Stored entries
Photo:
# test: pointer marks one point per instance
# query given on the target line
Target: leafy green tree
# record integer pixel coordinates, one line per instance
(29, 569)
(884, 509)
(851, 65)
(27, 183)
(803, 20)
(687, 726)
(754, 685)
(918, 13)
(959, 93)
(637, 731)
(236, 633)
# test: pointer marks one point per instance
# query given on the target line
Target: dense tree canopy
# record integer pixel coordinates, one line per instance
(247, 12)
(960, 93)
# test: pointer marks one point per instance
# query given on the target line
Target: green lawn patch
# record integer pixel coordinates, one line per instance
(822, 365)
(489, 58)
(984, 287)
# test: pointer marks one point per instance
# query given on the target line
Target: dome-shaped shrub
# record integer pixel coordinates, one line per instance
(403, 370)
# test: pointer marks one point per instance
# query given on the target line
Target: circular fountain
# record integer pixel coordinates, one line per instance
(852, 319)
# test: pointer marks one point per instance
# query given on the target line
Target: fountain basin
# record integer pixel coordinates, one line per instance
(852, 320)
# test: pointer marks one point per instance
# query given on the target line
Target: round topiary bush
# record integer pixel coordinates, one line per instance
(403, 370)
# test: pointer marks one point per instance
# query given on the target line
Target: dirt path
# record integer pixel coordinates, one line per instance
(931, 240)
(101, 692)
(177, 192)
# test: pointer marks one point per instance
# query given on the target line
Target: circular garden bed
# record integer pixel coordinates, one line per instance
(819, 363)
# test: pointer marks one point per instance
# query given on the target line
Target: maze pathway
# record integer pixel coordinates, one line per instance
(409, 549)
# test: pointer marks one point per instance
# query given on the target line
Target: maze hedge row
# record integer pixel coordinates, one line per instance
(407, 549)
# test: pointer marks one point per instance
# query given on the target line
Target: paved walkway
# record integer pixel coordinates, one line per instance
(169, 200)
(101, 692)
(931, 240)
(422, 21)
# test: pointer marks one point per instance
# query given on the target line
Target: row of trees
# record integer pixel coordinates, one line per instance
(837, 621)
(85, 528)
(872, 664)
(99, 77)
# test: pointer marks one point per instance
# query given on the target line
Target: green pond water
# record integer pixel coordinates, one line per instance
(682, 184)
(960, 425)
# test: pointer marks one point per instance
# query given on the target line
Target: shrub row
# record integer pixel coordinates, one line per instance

## EXERCISE DIRECTIONS
What's wanted is each line above, transcribed with nothing altered.

## FINISHED TASK
Photo:
# test: pointer marks one point per instance
# query given on the target line
Target: leafy green tree
# record integer pixel coordinates, one line per instance
(29, 569)
(884, 509)
(851, 65)
(27, 183)
(803, 20)
(687, 726)
(754, 685)
(918, 13)
(959, 93)
(637, 731)
(236, 633)
# test: pointer marks one point per instance
# query given on the target line
Target: dense tree canopy
# record integer pixel coordinates, one line per instance
(247, 12)
(960, 93)
# test: pointer marks one point per instance
# query given on the target line
Target: green lawn patch
# record integer pixel coordinates, one line per instance
(822, 365)
(489, 58)
(984, 287)
# test: pointer marks one point per instance
# query given on the target line
Target: dome-shaped shrub
# record integer pixel coordinates, one line per instance
(403, 370)
# test: pointer marks one point per instance
# query given on the target line
Target: circular fountain
# record integer pixel coordinates, one line per instance
(852, 319)
# test: pointer marks one point per instance
# query given on the target line
Target: fountain basin
# record integer pixel coordinates, one line per instance
(852, 320)
# test: pointer marks one point per instance
# query given on the target line
Target: round topiary bush
# record integer pixel coordinates, one line per instance
(403, 370)
# test: pointer marks one point per instance
# query given on the target line
Target: dirt path
# record integer pixel coordinates, one line per instance
(931, 240)
(101, 692)
(177, 192)
# test: pointer marks one point per instance
# query given on the target line
Target: circular garden bed
# record integer pixel coordinates, one line per instance
(819, 363)
# test: pointer marks one point per instance
# query given on the target line
Target: maze pathway
# record integer pixel coordinates, one line per instance
(409, 549)
# test: pointer marks one point per instance
# query given on the target line
Target: maze hedge row
# record integer pixel coordinates, one line per instance
(407, 549)
# test: pointer marks one point per instance
# query given on the target line
Target: paved walkway
# record integer pixel coordinates, one line per instance
(169, 200)
(101, 692)
(931, 240)
(422, 21)
# test: pointer marks one point per instance
# query given on the target line
Target: row of trees
# record integer pixel coordinates, one line per instance
(837, 621)
(85, 528)
(872, 664)
(99, 77)
# test: pointer marks one point per instance
# query given on the target line
Target: green pond water
# record integer pixel coordinates, one line per instance
(682, 184)
(960, 425)
# test: pointer marks one point per instance
# query given on the target line
Target: shrub row
# record integer pixel coordinates, one line per instance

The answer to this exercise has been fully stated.